__TASK DIRECTIONS__. Every line from the one containing "Where can the mud" through the end of the data is to be copied exactly, and nothing outside that range.
··· RAW DATA
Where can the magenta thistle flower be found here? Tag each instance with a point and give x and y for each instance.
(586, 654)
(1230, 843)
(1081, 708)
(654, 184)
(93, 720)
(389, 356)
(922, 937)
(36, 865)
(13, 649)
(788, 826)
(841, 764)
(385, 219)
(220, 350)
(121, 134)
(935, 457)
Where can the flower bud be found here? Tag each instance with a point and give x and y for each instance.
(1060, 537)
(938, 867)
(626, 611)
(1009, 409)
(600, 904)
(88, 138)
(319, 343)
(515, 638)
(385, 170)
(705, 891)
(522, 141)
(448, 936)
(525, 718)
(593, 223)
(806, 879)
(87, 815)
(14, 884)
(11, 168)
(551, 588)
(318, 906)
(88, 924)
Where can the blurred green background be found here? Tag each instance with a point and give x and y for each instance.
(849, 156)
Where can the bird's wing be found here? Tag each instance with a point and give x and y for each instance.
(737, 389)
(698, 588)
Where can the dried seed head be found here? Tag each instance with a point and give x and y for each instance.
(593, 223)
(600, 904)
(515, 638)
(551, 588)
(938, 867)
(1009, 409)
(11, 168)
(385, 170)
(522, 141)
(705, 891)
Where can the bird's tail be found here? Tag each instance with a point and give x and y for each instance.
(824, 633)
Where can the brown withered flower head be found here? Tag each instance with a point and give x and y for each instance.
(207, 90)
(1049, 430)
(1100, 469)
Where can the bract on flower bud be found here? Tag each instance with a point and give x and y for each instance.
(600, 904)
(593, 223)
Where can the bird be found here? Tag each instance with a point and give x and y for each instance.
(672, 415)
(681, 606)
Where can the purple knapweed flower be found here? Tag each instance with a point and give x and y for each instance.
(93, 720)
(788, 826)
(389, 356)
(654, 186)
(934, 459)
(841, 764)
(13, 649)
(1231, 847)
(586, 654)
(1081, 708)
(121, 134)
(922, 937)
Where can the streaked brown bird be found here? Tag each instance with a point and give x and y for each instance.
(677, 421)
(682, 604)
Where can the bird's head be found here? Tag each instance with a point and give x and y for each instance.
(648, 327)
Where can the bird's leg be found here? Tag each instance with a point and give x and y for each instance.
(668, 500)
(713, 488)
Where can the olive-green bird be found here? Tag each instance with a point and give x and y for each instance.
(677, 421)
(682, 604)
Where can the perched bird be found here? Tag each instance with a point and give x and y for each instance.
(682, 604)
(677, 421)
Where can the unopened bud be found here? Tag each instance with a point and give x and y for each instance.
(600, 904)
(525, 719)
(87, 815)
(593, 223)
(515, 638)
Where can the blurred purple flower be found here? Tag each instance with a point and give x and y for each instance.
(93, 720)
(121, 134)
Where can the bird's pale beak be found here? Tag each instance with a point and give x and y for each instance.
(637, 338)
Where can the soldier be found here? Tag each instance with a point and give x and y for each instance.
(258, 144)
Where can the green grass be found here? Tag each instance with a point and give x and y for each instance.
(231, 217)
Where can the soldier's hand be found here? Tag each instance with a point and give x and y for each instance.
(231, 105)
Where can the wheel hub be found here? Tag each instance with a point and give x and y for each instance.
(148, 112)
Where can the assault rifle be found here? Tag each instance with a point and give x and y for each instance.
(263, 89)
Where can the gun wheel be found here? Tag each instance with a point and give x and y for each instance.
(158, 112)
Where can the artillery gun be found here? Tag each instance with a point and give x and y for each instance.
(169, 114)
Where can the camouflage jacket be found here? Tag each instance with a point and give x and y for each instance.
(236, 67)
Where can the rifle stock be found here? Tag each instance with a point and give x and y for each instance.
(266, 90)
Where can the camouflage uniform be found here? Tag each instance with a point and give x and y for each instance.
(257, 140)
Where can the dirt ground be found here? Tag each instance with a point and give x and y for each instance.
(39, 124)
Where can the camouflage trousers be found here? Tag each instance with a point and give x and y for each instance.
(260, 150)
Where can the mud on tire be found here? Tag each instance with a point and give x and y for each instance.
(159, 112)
······
__TASK RESPONSE__.
Where can the mud on tire be found here? Tag each instance with a point and give x and y for each instance.
(159, 112)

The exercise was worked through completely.